**Required task:** Return all of the data below, reproducing every line without any change.

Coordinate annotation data
------------------------------------------------------------------------

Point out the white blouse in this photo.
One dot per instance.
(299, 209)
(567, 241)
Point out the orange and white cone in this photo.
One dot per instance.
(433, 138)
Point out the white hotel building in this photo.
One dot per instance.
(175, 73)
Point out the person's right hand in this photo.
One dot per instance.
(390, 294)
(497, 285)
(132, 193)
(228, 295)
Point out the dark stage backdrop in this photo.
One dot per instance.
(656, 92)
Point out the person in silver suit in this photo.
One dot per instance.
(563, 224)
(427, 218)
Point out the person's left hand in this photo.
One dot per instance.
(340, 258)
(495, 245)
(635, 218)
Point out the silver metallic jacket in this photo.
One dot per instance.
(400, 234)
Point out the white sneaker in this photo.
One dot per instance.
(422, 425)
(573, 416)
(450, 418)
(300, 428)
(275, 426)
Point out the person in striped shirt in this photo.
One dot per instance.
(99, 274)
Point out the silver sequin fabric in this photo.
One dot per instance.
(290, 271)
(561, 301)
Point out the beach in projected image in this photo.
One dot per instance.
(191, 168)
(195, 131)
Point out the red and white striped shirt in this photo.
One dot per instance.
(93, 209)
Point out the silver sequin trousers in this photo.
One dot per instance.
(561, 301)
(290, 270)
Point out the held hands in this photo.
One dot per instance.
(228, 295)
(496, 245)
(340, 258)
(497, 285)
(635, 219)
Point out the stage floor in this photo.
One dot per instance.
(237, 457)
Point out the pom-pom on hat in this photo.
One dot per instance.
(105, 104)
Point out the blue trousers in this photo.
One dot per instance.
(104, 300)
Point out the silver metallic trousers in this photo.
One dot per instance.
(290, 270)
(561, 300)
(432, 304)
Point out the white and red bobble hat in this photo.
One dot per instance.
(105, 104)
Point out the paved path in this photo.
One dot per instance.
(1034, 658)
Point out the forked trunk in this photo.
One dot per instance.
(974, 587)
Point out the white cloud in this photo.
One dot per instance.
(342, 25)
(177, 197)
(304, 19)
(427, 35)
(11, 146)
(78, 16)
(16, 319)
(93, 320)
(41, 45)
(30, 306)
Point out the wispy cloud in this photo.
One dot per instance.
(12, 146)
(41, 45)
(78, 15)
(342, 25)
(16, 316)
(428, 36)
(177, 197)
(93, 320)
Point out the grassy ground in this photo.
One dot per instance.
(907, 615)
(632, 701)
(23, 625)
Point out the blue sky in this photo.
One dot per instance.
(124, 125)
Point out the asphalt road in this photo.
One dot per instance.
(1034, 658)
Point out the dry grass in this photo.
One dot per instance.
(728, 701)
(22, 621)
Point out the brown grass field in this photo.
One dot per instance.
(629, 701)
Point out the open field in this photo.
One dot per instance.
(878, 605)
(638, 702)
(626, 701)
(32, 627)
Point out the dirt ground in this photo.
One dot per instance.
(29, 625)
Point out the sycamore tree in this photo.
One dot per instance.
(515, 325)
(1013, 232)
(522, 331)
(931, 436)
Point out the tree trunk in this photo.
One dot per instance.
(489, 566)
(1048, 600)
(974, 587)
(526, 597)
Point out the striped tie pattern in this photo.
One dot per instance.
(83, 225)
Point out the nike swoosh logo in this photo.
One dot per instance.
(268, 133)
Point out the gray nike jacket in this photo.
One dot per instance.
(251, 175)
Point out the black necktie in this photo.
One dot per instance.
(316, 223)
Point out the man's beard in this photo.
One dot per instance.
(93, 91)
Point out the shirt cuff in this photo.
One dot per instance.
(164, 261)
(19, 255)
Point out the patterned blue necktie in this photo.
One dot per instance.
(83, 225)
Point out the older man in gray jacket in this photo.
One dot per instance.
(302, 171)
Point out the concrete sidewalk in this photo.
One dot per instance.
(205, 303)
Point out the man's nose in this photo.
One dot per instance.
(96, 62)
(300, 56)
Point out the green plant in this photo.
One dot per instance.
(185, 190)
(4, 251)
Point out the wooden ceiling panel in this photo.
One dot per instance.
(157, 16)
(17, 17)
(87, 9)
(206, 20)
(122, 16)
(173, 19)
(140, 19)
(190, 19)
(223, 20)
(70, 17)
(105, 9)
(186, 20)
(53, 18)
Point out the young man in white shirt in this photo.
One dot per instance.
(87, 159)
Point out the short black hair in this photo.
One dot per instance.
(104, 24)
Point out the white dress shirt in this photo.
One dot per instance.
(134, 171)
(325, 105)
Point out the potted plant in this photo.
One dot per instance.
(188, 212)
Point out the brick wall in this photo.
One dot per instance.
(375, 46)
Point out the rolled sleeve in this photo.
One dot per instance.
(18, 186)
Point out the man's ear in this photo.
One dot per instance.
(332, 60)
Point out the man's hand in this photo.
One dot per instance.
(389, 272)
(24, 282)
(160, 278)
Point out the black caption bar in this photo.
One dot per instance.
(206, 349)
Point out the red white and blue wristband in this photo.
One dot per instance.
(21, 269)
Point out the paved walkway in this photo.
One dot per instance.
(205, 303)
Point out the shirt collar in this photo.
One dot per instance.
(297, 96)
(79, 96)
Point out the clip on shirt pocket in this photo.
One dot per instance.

------------------------------------------------------------------------

**Exercise solution:**
Point out the white blouse in this photo.
One dot per instance.
(299, 209)
(567, 241)
Point out the orange and white cone in this photo.
One dot per instance.
(433, 138)
Point out the white hotel building in this photo.
One dot per instance.
(175, 73)
Point out the person's right hand in this photo.
One dot per instance.
(390, 294)
(497, 285)
(132, 193)
(228, 295)
Point out the dark stage backdrop in this photo.
One dot per instance.
(656, 92)
Point out the person in silver suit in this photo.
One dot per instance.
(563, 224)
(427, 218)
Point out the person's left hand in this photo.
One dot per instance.
(340, 258)
(495, 245)
(635, 218)
Point out the silver metallic jacket in this photo.
One dot per instance.
(400, 234)
Point out the white sneaker in this photo.
One dot per instance.
(422, 425)
(573, 416)
(450, 418)
(300, 428)
(275, 426)
Point out the person in striped shirt in this photo.
One dot per instance.
(99, 274)
Point out the silver sequin fabric in this photo.
One dot per instance.
(290, 271)
(561, 301)
Point out the beach in projected image in this photo.
One dot per instance.
(191, 168)
(195, 131)
Point out the red and white striped shirt in this photo.
One dot per instance.
(93, 209)
Point out the silver sequin trousers in this photo.
One dot per instance.
(561, 301)
(290, 270)
Point out the held hands in this photo.
One dot per instance.
(228, 295)
(496, 245)
(340, 258)
(497, 285)
(635, 219)
Point out the stage floor in this photo.
One dot per instance.
(237, 457)
Point out the pom-pom on hat in this photo.
One dot per instance.
(105, 104)
Point out the blue trousers in this photo.
One dot per instance.
(104, 300)
Point out the silver metallic trousers in this photo.
One dot per instance.
(290, 270)
(561, 300)
(432, 304)
Point out the white and red bobble hat in this photo.
One dot per instance.
(105, 104)
Point out the paved path in this photo.
One dot per instance.
(1034, 658)
Point out the forked trunk in this photo.
One dot per instance.
(974, 587)
Point out the white cloud in this photo.
One dot per instance.
(342, 25)
(177, 197)
(304, 19)
(427, 35)
(11, 146)
(78, 16)
(16, 319)
(93, 320)
(41, 45)
(30, 306)
Point out the wispy cloud in this photo.
One dot per instance.
(12, 146)
(41, 45)
(78, 15)
(342, 25)
(16, 316)
(428, 36)
(177, 197)
(93, 320)
Point out the grassy ground in this photo.
One dot per instance.
(907, 615)
(632, 701)
(23, 625)
Point out the blue sky in this photo.
One dot per instance.
(124, 125)
Point out the asphalt road in this photo.
One dot per instance.
(1034, 658)
Point out the dry grass in this photo.
One dot per instance.
(728, 701)
(22, 621)
Point out the brown grass field in this photo.
One dot per instance.
(629, 701)
Point out the open field in this photo.
One dot per instance.
(878, 605)
(638, 702)
(626, 701)
(32, 627)
Point out the dirt ground in this photo.
One dot per instance.
(29, 625)
Point out the sycamore tree in this photo.
One dot per instance.
(515, 325)
(1013, 232)
(522, 331)
(931, 436)
Point out the tree trunk in this photo.
One dot per instance.
(489, 566)
(1048, 600)
(974, 587)
(526, 597)
Point out the striped tie pattern in this photo.
One dot per instance.
(83, 225)
Point out the nike swoosh logo in this photo.
One dot per instance.
(268, 133)
Point out the gray nike jacket in this photo.
One dot per instance.
(251, 175)
Point out the black necktie in this photo.
One dot per instance.
(316, 223)
Point out the man's beard in this photo.
One dot per instance.
(93, 91)
Point out the shirt cuff in this photo.
One dot per instance.
(164, 261)
(19, 255)
Point out the patterned blue necktie in this photo.
One dot per instance.
(83, 225)
Point out the older man in gray jacket in this photo.
One dot per instance.
(302, 171)
Point out the concrete sidewalk in this photo.
One dot per instance.
(205, 303)
Point out the man's nose in this photo.
One dot per instance.
(96, 62)
(300, 56)
Point out the green plant in this photo.
One dot per instance.
(185, 190)
(4, 251)
Point out the wooden ceiling panel in this photo.
One dot per instance.
(157, 16)
(17, 17)
(87, 9)
(206, 20)
(122, 16)
(173, 19)
(140, 19)
(190, 19)
(223, 20)
(70, 17)
(105, 9)
(186, 20)
(53, 18)
Point out the young man in white shirt in this photo.
One dot per instance.
(87, 159)
Point out the short black hair in this photo.
One dot per instance.
(104, 24)
Point out the white dress shirt in this photo.
One dot per instance.
(134, 171)
(325, 105)
Point out the potted plant in this photo.
One dot per instance.
(188, 212)
Point out the brick wall in this photo.
One dot per instance.
(375, 46)
Point out the rolled sleeve in this photo.
One dot per instance.
(18, 186)
Point out the man's ear in this photo.
One dot per instance.
(332, 60)
Point out the man's hand in this photo.
One dot per instance.
(389, 272)
(24, 282)
(160, 278)
Point out the black caption bar in this photo.
One dot per instance.
(206, 349)
Point out the red white and blue wristband in this photo.
One dot per instance.
(21, 269)
Point out the paved walkway in this photo.
One dot per instance.
(205, 303)
Point out the shirt collar in this photo.
One dot per instance.
(297, 96)
(79, 96)
Point out the clip on shirt pocket in this photo.
One dot per instance.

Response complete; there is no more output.